**WORK REQUIRED:** Add 85 to each coordinate in the answers, then rewrite every line from the one containing "Every instance of the marble" through the end of the material, both included, requests and all.

**EXCERPTED RECORDS:**

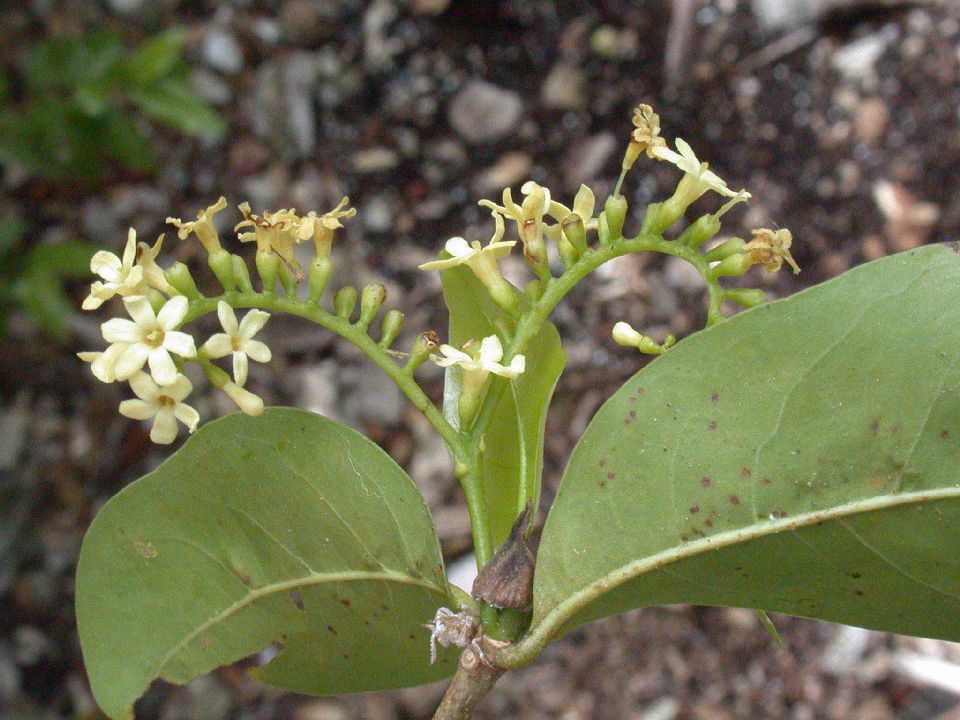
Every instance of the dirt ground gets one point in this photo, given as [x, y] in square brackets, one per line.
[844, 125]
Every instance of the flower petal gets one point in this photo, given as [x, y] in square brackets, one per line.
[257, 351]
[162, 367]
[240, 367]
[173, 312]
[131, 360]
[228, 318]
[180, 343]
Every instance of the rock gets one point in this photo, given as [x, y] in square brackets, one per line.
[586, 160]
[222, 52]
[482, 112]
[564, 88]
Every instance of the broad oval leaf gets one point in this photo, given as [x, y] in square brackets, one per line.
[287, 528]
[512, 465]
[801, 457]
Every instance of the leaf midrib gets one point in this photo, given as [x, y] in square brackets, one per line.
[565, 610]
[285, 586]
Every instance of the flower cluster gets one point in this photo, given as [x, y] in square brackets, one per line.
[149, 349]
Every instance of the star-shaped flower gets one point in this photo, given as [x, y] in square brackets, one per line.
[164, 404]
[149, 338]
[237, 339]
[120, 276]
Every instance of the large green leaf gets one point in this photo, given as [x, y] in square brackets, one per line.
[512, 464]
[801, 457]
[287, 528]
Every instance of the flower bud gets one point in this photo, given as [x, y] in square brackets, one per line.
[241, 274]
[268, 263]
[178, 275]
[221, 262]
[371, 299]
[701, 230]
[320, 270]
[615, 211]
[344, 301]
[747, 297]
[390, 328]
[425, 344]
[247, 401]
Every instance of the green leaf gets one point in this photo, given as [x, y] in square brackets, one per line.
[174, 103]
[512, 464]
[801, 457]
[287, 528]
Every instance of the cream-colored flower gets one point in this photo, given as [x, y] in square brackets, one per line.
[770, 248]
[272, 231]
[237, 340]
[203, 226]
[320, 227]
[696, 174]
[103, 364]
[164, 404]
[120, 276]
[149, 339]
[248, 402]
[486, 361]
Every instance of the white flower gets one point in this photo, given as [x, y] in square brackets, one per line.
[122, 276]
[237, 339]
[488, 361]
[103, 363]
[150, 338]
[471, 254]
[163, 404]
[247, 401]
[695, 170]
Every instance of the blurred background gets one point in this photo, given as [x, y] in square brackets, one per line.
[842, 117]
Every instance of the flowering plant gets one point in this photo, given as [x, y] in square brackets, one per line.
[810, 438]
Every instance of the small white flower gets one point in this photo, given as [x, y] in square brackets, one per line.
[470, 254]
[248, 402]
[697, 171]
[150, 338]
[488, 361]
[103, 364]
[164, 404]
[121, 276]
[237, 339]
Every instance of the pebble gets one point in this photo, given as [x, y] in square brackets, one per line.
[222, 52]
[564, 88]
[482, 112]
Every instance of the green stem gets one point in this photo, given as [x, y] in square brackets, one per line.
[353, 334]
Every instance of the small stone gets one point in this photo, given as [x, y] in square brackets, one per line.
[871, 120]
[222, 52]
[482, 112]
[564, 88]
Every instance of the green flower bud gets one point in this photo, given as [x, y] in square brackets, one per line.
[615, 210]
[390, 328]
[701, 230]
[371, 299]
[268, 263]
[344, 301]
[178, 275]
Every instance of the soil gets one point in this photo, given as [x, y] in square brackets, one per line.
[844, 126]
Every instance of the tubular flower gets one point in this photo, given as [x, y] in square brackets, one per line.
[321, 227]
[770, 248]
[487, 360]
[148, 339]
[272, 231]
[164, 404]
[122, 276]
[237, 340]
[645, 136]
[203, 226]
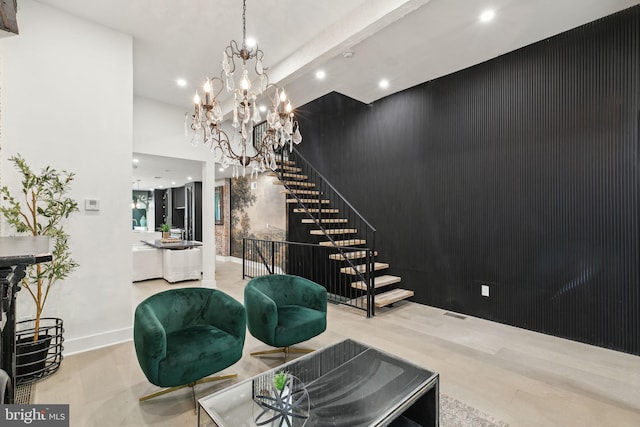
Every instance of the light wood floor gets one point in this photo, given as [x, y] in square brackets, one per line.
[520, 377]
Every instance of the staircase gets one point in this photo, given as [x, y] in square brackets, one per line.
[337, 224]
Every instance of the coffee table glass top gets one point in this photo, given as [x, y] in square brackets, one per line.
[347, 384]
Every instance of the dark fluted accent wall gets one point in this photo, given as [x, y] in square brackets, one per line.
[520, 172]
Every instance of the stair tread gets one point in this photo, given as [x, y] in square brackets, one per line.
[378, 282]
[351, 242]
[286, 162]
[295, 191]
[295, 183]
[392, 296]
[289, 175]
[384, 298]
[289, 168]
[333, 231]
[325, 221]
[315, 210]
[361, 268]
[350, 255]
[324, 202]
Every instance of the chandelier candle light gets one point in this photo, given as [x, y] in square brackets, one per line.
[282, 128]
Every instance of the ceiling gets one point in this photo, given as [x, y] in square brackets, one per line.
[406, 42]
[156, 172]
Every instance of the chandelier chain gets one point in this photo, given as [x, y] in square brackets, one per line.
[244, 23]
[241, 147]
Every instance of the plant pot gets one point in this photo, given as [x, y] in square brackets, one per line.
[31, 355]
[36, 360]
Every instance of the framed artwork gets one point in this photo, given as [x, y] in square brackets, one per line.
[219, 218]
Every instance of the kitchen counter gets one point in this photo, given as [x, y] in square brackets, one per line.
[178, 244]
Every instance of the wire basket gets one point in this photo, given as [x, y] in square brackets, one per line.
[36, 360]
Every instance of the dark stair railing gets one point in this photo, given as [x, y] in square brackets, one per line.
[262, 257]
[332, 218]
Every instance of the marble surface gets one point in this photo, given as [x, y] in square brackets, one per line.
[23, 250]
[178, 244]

**FULL RESPONSE:**
Every instance of the marble surface gets one point in this photo, given as [x, y] in square brackets, one per line.
[108, 335]
[263, 329]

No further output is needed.